**ACTIVITY**
Print exactly the lines from the line with "Target: sky" to the last line of the data, please, both included.

[Saved entries]
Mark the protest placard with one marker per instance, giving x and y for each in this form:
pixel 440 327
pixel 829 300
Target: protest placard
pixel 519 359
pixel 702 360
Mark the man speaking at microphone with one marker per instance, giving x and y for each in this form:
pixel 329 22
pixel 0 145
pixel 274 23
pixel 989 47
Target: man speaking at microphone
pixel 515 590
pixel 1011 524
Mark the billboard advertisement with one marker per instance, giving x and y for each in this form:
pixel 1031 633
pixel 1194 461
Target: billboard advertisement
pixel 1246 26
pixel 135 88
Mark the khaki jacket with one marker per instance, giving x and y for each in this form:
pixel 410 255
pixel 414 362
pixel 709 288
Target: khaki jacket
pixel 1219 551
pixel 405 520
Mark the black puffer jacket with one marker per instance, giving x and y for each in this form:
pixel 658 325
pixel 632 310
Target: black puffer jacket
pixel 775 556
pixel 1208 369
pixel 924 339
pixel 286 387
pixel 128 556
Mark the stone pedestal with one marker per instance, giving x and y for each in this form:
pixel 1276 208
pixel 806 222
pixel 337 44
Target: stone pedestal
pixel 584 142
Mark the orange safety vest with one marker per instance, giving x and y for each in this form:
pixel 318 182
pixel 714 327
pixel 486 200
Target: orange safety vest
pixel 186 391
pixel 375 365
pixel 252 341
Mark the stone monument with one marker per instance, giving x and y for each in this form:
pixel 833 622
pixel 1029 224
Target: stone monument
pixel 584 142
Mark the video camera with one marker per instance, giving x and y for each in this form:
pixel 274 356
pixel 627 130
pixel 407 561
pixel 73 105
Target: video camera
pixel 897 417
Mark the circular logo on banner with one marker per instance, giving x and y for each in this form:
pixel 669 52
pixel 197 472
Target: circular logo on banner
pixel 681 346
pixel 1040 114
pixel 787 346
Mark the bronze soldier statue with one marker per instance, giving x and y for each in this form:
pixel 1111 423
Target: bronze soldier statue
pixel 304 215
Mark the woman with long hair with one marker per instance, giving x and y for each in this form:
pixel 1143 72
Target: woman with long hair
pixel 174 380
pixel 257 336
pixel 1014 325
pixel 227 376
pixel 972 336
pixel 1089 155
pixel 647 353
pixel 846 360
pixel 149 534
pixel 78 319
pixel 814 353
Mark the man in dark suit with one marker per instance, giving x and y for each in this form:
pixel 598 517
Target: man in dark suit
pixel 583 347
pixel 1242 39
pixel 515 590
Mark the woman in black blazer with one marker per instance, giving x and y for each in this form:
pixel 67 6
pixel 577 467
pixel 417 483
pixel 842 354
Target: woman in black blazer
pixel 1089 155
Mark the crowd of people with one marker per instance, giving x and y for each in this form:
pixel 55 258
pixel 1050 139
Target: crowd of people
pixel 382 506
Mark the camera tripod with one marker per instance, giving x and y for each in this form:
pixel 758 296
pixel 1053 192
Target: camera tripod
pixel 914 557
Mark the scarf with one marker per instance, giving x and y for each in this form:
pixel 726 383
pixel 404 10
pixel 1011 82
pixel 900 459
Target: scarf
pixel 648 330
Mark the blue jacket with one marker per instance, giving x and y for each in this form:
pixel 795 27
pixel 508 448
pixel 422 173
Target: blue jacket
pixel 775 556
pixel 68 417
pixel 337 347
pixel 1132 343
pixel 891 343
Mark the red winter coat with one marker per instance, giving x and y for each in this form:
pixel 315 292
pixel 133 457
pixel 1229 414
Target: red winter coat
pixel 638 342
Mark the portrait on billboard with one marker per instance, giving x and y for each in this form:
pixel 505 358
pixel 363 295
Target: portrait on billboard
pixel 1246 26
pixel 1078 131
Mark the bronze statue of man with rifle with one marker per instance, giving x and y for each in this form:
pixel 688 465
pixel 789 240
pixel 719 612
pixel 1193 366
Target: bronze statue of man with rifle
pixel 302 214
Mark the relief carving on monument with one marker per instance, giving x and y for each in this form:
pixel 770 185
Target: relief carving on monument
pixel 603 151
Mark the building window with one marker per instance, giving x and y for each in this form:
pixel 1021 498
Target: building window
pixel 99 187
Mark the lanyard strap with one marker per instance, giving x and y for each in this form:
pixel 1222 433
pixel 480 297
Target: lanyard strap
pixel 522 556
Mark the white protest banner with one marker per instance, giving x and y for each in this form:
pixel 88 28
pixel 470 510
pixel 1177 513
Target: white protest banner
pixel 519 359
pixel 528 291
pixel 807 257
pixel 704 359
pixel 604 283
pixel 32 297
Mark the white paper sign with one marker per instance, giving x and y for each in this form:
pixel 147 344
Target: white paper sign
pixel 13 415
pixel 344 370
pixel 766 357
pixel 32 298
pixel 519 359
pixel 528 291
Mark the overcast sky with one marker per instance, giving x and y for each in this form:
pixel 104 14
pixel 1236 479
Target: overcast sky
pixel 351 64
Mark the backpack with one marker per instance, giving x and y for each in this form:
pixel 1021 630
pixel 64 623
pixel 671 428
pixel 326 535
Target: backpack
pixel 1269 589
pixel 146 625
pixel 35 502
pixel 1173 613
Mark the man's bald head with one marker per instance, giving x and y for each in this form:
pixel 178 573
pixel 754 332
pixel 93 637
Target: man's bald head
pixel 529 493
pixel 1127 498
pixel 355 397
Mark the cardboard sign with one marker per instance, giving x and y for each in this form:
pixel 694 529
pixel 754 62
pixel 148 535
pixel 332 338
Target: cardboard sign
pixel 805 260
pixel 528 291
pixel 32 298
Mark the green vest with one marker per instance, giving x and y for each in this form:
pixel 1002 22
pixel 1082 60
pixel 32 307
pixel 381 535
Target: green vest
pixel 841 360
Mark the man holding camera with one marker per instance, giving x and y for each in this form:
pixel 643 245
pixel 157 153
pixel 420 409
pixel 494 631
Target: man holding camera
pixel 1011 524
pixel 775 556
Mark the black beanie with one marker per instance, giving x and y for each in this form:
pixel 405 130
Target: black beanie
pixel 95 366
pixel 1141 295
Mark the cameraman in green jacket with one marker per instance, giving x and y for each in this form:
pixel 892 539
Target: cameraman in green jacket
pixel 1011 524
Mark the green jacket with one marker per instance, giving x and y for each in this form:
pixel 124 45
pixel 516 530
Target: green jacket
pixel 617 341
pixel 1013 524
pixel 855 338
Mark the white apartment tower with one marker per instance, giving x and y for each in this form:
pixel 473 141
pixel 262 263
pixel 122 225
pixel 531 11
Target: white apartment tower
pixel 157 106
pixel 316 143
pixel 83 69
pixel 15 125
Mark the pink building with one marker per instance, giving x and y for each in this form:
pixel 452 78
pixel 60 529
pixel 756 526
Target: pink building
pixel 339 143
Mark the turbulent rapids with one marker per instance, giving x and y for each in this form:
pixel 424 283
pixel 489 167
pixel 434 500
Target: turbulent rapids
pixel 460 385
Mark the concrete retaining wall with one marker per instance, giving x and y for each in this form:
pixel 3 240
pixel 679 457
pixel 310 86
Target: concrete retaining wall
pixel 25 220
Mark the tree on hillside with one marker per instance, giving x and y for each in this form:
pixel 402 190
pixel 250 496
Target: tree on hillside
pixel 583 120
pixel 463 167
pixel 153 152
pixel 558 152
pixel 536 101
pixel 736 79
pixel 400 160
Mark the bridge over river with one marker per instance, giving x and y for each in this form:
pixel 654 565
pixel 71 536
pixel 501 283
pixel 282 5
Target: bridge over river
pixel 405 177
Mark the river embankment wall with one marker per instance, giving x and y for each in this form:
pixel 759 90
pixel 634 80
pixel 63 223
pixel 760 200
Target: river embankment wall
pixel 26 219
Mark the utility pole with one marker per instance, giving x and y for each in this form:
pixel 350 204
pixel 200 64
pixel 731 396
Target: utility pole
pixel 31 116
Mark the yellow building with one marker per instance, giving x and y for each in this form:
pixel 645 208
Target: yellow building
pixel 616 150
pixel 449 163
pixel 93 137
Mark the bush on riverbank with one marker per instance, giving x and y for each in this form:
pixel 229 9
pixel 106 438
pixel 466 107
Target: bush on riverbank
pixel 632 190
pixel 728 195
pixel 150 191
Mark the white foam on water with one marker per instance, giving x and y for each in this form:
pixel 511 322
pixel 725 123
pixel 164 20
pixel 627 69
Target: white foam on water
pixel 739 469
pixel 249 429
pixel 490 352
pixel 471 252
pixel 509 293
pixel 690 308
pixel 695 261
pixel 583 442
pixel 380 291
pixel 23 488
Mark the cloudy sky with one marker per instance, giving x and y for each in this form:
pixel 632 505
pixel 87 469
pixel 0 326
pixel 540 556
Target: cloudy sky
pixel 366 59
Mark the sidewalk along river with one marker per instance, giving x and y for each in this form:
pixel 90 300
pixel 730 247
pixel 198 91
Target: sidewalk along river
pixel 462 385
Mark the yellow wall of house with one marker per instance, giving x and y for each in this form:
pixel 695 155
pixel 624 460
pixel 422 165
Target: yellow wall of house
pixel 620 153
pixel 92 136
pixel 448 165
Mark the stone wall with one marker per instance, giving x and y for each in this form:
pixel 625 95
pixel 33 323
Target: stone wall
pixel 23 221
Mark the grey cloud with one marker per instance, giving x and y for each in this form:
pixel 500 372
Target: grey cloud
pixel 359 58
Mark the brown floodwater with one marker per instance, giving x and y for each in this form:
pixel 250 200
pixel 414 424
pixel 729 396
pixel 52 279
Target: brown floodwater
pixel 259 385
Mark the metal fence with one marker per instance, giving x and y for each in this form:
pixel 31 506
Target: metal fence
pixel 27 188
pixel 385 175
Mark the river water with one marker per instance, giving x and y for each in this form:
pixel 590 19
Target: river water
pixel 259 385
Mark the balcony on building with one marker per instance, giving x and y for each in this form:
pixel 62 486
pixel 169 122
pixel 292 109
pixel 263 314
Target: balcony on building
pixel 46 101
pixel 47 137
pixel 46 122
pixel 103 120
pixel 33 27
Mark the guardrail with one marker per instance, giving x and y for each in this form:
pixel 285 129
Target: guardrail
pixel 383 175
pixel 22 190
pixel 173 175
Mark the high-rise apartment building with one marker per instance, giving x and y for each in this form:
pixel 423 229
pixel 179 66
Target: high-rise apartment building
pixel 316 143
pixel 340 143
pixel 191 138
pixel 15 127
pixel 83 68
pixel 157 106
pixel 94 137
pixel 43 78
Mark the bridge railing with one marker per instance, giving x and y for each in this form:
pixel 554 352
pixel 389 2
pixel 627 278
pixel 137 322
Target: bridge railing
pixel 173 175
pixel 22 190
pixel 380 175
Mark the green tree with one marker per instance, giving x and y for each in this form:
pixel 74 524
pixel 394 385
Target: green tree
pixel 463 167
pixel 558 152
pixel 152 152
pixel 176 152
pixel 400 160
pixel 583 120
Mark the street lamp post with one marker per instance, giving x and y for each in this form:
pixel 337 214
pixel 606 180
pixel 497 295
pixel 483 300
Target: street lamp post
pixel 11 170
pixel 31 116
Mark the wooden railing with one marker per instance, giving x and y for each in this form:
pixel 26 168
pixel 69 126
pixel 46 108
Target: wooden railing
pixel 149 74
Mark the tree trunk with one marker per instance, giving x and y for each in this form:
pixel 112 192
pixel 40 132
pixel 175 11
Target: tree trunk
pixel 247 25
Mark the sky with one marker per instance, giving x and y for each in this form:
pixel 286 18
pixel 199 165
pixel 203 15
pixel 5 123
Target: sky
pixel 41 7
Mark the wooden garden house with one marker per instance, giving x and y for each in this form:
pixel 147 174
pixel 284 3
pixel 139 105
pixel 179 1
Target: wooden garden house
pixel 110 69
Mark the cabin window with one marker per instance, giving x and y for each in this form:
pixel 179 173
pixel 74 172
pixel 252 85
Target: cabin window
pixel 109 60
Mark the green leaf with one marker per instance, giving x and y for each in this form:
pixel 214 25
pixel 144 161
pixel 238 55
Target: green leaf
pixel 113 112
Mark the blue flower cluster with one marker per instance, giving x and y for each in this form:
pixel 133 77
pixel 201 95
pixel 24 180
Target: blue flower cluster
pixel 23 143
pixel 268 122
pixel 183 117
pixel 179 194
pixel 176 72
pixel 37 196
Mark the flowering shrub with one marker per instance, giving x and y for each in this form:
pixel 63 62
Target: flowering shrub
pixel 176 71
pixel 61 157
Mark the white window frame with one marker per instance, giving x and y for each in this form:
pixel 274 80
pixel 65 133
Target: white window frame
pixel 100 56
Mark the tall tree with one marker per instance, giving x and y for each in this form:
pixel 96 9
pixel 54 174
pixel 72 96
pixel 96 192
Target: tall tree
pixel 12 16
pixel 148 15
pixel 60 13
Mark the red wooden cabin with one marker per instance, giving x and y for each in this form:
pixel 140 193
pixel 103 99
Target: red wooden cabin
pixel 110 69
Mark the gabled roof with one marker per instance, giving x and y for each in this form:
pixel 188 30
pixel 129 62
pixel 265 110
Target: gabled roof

**SOLUTION TO THIS TASK**
Target: sky
pixel 41 7
Mark the wooden garden house with one marker per instance, giving x and y for each in this form:
pixel 147 174
pixel 284 3
pixel 139 105
pixel 179 1
Target: wooden garden house
pixel 110 69
Mark the cabin window with one marker per instance, giving x and y for each in this form:
pixel 179 173
pixel 74 172
pixel 252 85
Target: cabin window
pixel 109 60
Mark the green leaf with one marker per instance, giving x and y for each in this form:
pixel 214 25
pixel 144 161
pixel 238 55
Target: green leaf
pixel 113 112
Mark the blue flower cluster with one marker per instance, giving x and y for each in this form:
pixel 133 77
pixel 201 95
pixel 24 180
Target: blue flower cluster
pixel 23 143
pixel 268 122
pixel 183 117
pixel 179 194
pixel 176 72
pixel 37 196
Mark the flowering shrub with one marker per instance, giving x and y for each in this form:
pixel 63 62
Target: flowering shrub
pixel 176 71
pixel 61 157
Mark the white window frame with one marker per instance, giving x and y for each in this form:
pixel 274 80
pixel 65 133
Target: white window frame
pixel 100 56
Mark the tall tree with one marker per instance, giving x and y for each in this form:
pixel 96 9
pixel 54 174
pixel 72 96
pixel 96 192
Target: tall tree
pixel 12 16
pixel 148 15
pixel 60 13
Mark the red wooden cabin with one marker per instance, giving x and y for each in this form:
pixel 140 193
pixel 103 99
Target: red wooden cabin
pixel 110 69
Mark the gabled roof with one marker per instance, giving x and y for each in this form:
pixel 188 30
pixel 129 62
pixel 265 110
Target: gabled roof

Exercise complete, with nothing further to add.